## The request
Your task is to copy every line of this material exactly.

|---|

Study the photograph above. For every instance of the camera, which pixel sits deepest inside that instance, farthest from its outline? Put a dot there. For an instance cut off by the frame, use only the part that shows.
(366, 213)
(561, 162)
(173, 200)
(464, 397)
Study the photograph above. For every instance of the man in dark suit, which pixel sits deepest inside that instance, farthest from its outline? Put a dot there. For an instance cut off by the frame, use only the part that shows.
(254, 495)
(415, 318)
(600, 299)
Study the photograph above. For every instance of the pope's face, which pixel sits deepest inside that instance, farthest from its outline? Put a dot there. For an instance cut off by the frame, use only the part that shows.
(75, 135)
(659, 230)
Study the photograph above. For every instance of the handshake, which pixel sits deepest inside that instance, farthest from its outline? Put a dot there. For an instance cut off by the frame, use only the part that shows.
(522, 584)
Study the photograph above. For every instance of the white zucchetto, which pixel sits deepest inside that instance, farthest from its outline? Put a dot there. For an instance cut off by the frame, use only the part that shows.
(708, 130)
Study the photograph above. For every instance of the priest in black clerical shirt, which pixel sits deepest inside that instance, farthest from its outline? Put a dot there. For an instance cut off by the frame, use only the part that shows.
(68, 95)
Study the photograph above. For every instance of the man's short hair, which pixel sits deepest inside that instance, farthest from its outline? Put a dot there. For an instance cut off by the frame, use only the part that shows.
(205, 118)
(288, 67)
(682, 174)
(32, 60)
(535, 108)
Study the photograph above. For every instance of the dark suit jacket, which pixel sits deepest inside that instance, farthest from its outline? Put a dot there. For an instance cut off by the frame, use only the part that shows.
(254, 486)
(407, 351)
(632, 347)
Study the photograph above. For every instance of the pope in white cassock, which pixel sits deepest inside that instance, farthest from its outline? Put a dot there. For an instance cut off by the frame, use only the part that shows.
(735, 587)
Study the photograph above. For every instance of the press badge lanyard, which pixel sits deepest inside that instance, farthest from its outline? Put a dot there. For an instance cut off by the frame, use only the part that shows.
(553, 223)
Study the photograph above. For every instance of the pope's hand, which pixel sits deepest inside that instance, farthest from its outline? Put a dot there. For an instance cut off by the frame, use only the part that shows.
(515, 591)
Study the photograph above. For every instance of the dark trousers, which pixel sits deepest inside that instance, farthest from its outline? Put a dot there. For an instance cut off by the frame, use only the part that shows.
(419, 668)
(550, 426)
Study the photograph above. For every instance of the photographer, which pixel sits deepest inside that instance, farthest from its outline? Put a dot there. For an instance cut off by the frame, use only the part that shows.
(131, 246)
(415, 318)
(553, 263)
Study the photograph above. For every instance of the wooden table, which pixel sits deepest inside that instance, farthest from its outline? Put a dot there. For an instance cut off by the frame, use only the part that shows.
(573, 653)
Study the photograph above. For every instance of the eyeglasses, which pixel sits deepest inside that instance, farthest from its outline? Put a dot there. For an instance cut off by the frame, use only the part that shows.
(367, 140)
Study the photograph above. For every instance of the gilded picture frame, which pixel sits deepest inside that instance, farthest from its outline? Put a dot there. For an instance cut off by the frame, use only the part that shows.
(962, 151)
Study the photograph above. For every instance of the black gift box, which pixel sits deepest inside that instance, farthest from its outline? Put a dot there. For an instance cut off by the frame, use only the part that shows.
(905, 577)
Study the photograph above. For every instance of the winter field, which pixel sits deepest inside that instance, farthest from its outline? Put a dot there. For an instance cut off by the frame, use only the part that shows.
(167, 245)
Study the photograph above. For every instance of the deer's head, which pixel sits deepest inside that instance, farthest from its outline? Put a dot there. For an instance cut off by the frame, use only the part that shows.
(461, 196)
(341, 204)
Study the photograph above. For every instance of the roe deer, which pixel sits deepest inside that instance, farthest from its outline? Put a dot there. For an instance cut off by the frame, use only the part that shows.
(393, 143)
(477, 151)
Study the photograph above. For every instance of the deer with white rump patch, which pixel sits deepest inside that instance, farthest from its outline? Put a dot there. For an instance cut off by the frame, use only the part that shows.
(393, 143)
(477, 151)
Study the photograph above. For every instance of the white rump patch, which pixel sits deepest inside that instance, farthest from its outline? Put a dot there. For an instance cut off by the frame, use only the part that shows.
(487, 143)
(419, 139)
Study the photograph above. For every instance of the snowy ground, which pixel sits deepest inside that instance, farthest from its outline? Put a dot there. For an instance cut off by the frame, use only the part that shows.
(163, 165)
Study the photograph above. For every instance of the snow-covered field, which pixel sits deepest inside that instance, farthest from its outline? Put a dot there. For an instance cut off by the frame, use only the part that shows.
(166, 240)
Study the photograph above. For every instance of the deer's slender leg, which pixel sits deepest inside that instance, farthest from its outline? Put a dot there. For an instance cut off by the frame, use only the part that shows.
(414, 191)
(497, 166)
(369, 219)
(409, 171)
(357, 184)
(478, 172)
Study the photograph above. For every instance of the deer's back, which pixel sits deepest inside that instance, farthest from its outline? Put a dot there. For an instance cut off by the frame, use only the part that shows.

|---|

## The answer
Study the photograph above. For every instance of the camera, which pixel sits deepest inside that instance, farthest from its outline? Put a dot there. For an instance cut off by the frame, use only the part that shows.
(366, 213)
(561, 162)
(173, 200)
(464, 397)
Study the photograph above. For every instance of the man in dark suit, which pixel sits deepest inside that instance, farthest from its outline? Put a dot there. For an instance cut off by the frame, use only the part that shows.
(254, 495)
(415, 318)
(600, 299)
Study the photograph above. For every instance of the pope's face, which pixel sits deepest inside that instance, farthest from its outline? Put a dot there. For an instance cut off by the frame, use only the part that shows.
(75, 135)
(659, 230)
Study the photograph above. For every instance of the handshake, which pixel sits deepest inside that instance, farthest from its outline? Put a dot there. For an instance cut off by the frame, use only the part that shows.
(522, 584)
Study the photograph above. For every instance of the white zucchetto, which pixel sits deepest inside that instance, farthest from its outline? Put a dot there. For an instance cut off by the frame, use only the part that shows.
(708, 130)
Study the photograph above. For every instance of the priest in black clerical shirt, which pixel sits deepest inside that instance, farthest from its outline? Put a dot there. For an instance cut off by the frame, use only the part that shows.
(68, 95)
Study the photograph above. For every instance of the man's short hair, which pixel sits deepest inside that instance, farthest from its outline? Put a dot there. For an instance cut off by the frame, use only the part that shows.
(205, 118)
(288, 67)
(682, 174)
(32, 60)
(535, 108)
Study the photograph above. For every instance of the dark suit jacket, which pixel sits deepest inside that instance, farthest from its outline? Put a dot there. For an instance cut off by the frame, use only the part that shows.
(254, 486)
(407, 351)
(632, 347)
Study the photograph above. For every instance of the pope in white cassock, which pixel sits deepest inside that instance, farthest from its outline? Put a dot there. For an instance cut off by the frame, use only the part that shows.
(735, 587)
Study the photograph above. For every instance of the press badge lanyard, which pixel sits deepest inside that instance, farthest from its outline? Put a dot there. For an instance cut off by the frame, use only the part that shows.
(553, 223)
Study the photograph above. For every instance of the pope's hand, which pixel sits deepest inside that instance, farthest from its outline? Put a dot there. For an instance cut off by the frame, use only the part that shows.
(515, 591)
Study the photograph above. For every instance of the dark trousers, which pixel sits deepest inside that instance, farthest from its outline? Put a dot there. For an instance cut off by the frame, use only the part that shows.
(419, 668)
(550, 426)
Study the photograph above. For every instance of the photographer, which pixel sits deepest inside that instance, farthest from its outline? Put a dot there. For an instance cut off by the frame, use only the part that shows.
(131, 246)
(415, 318)
(553, 263)
Study the photograph above. For every instance of the wooden table, which pixel sits deepest inside that instance, farthest from its outline? Put a dot there. For an instance cut off by the frame, use only the part that shows.
(573, 653)
Study the photograph above. For every instance of the eyeglasses, which pixel sits deepest inside that instance, farthest from its outline? Put a dot there. For an instance cut off by the frame, use only the part that shows.
(367, 140)
Study the photograph above. For every instance of the gilded picture frame, which pixel sits deepest inside that instance, farthest from its outline? Put a dot there. For an instance cut off by the frame, use only the part that shows.
(962, 151)
Study the photograph above. For every instance of the black gift box, which pixel sits deepest inside that instance, farthest from its outline? Put a dot there. For an instance cut off by the frame, use only the part that shows.
(905, 577)
Study the photograph above. For every instance of the winter field, which pixel sits deepest inside that instance, farthest from its outline? Put a dot there. For an instance cut off by the frame, use only the part that shows.
(167, 245)
Study the photograph above. For every instance of the deer's head, which pixel sits deepest inside that instance, farthest from its outline? Put a dot there. For an instance cut off by the frame, use only the part that shows.
(461, 196)
(341, 204)
Study the photograph above. For every instance of the roe deer, which pixel sits deepest inside that instance, farthest from its outline? Put a dot there. For an instance cut off by the frame, use only the part that shows.
(393, 143)
(477, 151)
Study the photograph above. For every instance of the deer with white rump patch, which pixel sits deepest inside that instance, farthest from its outline? Put a dot there. For an instance cut off by the frame, use only the part that shows.
(393, 143)
(477, 151)
Study the photograph above. For every instance of the white rump patch, which pixel sits deepest inside that instance, farthest from its outline? Put a dot there. For an instance cut off by the frame, use only the part that shows.
(487, 143)
(419, 139)
Study the photograph above. For every instance of the snowy ground, which pixel sits deepest inside that instance, farthest from its outline? Put a dot there. For an instance cut off by the frame, use only the part that shows.
(163, 165)
Study the photograph above. For every instance of the snow-covered field, which pixel sits deepest inside that instance, farthest from its outline? Put a dot there. For an instance cut off by the frame, use only the part that shows.
(166, 240)
Study the photograph above. For every instance of the deer's slender leg, which pixel sits deepest inside that instance, farthest from its outline? Put a dot there. For an instance cut off by the frame, use only the part that shows.
(414, 191)
(497, 166)
(369, 219)
(409, 171)
(357, 184)
(478, 172)
Study the photograph above. For every instance of the deer's back, which pixel sits deepest inside that instance, farthest from its outline? Put a dot there. For an instance cut off by the frame, use only the part that shows.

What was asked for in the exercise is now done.